### Task instructions
Return the following from the records below: each line, word for word, starting with the line that contains "</instance>" and going on through the line that contains "272L195 275L203 296L300", with nothing outside that range.

### Extracted material
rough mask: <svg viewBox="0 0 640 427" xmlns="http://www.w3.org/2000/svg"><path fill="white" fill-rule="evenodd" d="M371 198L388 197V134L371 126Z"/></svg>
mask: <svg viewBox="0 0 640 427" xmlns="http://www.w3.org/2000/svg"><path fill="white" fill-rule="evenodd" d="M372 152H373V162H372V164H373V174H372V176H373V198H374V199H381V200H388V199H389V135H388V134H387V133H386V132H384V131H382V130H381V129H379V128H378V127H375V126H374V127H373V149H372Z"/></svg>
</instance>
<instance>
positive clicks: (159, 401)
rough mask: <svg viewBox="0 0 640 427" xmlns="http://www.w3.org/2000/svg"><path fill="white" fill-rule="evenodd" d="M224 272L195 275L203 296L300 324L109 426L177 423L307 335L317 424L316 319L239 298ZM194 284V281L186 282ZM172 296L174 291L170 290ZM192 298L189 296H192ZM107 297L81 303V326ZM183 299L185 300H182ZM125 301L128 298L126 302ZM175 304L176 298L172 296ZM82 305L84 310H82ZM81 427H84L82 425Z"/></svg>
...
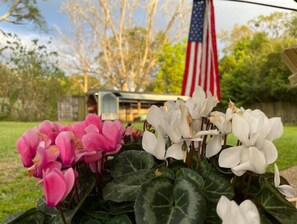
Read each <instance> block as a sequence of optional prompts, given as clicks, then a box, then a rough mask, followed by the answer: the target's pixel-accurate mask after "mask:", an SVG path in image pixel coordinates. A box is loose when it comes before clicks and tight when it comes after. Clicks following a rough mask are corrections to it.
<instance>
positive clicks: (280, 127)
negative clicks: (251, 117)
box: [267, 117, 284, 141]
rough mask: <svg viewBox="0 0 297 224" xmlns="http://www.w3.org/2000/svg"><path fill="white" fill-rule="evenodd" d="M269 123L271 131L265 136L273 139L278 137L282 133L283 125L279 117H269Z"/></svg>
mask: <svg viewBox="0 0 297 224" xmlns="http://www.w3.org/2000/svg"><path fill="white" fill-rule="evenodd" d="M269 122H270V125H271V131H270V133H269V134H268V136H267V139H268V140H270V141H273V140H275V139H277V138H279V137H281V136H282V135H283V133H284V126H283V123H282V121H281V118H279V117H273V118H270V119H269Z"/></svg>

### Result for this task
</instance>
<instance>
positive clicks: (159, 401)
rough mask: <svg viewBox="0 0 640 427" xmlns="http://www.w3.org/2000/svg"><path fill="white" fill-rule="evenodd" d="M224 272L195 275L203 296L300 324L109 426L177 423L307 335L317 424L316 319L239 298ZM194 284V281L186 282ZM172 296L174 291L170 290ZM192 298L189 296H192ZM107 297L81 303V326ZM183 299L185 300H182ZM125 301L128 298L126 302ZM175 304L176 298L172 296ZM82 305L84 310H82ZM81 427H84L82 425Z"/></svg>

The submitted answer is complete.